What the task asks
After locating the line that holds "# place one", transcribe it and each following line to the end of the records, changing nothing and adding nothing.

Referring expression data
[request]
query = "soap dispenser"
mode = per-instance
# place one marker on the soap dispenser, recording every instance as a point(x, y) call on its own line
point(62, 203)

Result for this exercise
# place one marker on the soap dispenser, recording every instance as a point(x, y) call on its own line
point(62, 203)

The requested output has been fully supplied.